- Dataset excerpts:
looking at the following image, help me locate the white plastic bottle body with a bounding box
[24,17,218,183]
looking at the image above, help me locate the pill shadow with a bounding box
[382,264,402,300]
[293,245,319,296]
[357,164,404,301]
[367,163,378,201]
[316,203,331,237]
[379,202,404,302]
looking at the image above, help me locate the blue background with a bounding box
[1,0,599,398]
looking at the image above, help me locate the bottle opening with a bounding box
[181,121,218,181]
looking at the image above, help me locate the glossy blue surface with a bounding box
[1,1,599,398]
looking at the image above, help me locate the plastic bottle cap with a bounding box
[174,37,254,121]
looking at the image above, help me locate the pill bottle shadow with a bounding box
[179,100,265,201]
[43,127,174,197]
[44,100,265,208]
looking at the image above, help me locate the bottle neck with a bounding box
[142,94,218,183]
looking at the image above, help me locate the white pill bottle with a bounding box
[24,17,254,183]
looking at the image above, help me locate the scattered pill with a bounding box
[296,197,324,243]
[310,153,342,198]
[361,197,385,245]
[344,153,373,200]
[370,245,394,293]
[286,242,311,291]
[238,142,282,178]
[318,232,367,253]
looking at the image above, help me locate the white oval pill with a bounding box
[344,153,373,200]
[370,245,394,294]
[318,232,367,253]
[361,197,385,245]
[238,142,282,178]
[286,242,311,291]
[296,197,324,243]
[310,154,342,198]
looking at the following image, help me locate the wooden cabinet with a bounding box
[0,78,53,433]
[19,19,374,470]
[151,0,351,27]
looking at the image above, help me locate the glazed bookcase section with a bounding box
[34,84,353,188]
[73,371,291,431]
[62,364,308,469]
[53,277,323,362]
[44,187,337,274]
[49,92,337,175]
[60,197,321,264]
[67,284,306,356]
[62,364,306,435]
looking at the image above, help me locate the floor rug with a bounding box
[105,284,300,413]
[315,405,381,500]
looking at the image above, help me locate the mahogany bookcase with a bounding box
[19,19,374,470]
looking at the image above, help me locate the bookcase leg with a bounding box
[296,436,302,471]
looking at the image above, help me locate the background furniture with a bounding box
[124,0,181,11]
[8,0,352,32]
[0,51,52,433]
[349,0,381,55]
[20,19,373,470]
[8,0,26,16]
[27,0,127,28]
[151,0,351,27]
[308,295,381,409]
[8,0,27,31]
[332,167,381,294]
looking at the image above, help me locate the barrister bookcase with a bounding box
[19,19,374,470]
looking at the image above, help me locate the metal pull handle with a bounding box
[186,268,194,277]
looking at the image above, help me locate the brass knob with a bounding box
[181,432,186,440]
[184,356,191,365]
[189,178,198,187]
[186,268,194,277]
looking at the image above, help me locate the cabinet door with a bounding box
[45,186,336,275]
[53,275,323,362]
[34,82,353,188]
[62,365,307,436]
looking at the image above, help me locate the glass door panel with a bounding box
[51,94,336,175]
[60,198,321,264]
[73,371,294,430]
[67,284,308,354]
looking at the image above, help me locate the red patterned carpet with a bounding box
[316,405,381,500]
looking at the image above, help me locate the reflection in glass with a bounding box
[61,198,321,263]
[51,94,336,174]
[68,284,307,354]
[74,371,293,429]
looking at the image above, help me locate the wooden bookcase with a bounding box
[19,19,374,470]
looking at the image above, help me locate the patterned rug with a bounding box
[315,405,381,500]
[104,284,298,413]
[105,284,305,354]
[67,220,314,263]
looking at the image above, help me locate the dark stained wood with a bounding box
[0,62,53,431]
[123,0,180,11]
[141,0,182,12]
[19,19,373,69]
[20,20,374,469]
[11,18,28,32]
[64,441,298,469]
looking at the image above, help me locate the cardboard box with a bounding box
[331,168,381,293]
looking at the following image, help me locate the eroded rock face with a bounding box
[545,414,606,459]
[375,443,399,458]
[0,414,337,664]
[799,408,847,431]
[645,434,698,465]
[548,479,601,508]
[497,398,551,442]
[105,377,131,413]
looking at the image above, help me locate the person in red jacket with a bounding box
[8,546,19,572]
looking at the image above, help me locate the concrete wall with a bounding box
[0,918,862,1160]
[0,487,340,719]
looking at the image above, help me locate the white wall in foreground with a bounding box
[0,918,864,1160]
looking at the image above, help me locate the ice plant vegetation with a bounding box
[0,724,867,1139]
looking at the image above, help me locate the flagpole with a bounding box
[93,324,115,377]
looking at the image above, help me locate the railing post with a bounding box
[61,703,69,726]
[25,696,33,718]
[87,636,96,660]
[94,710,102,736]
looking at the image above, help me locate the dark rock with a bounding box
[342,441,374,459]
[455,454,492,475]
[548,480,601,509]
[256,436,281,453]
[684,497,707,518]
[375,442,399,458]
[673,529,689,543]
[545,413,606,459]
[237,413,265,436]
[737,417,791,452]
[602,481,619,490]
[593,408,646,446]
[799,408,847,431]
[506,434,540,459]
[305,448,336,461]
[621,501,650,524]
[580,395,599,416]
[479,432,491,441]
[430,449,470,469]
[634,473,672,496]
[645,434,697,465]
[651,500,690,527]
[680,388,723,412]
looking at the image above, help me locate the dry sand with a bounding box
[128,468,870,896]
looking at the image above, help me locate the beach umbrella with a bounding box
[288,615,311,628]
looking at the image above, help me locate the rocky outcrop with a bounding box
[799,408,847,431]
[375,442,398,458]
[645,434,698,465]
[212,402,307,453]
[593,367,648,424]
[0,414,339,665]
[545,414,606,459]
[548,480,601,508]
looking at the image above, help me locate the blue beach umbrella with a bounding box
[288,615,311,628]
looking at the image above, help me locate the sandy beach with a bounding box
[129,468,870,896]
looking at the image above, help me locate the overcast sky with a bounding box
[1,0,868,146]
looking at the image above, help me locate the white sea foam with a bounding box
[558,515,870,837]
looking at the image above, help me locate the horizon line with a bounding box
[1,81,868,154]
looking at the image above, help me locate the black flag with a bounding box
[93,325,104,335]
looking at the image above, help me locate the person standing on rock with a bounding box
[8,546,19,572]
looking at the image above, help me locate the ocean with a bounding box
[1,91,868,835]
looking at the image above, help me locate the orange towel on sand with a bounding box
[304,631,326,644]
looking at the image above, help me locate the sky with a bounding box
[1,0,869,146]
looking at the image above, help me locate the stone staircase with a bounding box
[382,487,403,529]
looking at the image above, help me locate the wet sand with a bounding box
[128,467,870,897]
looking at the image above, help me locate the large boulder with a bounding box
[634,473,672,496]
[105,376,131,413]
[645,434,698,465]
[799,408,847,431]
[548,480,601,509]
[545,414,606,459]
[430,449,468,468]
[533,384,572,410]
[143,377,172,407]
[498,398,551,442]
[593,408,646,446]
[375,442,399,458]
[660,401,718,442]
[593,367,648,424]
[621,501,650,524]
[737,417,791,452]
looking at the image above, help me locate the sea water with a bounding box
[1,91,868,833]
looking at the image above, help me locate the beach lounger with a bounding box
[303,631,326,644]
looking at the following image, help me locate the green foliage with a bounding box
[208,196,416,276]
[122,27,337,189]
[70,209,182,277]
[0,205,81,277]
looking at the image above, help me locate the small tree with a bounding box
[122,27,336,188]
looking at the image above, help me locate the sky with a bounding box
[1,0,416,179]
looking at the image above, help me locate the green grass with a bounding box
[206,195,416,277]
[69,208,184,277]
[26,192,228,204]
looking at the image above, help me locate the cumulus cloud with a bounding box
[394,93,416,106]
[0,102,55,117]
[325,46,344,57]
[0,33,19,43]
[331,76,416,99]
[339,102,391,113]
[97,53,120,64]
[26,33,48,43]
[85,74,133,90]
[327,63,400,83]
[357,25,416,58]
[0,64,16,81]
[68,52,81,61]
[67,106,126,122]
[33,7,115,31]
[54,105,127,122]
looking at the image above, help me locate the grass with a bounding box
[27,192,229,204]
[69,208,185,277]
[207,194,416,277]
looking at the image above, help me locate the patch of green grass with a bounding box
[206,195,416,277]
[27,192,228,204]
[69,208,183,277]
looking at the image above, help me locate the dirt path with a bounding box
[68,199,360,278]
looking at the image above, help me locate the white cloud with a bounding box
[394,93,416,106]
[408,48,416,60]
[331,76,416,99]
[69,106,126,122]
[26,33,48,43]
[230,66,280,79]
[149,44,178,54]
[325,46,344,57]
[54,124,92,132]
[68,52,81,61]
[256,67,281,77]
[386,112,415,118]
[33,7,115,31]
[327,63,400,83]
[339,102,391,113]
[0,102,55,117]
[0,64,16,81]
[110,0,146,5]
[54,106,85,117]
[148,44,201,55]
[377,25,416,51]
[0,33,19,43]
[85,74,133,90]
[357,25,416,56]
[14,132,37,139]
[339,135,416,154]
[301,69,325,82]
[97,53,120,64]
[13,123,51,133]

- Task objective:
The result should be the lines from the line with "looking at the image above, help me locate the white cloud" to the last line of the material, returned exactly and without any other line.

- Answer for the task:
looking at the image above, help me locate the white cloud with a bounding box
[394,93,416,106]
[408,48,416,60]
[331,76,416,99]
[69,106,126,122]
[26,33,48,43]
[230,66,280,79]
[149,44,178,54]
[325,46,344,57]
[54,124,92,132]
[68,52,81,61]
[256,67,281,77]
[386,112,415,118]
[33,7,115,31]
[327,63,400,83]
[339,102,391,113]
[0,102,55,117]
[0,64,16,81]
[110,0,146,5]
[54,106,85,117]
[148,44,201,55]
[377,25,416,51]
[0,33,19,43]
[85,74,133,90]
[357,25,416,56]
[14,132,37,139]
[339,135,416,154]
[301,69,325,82]
[97,53,120,64]
[13,123,51,133]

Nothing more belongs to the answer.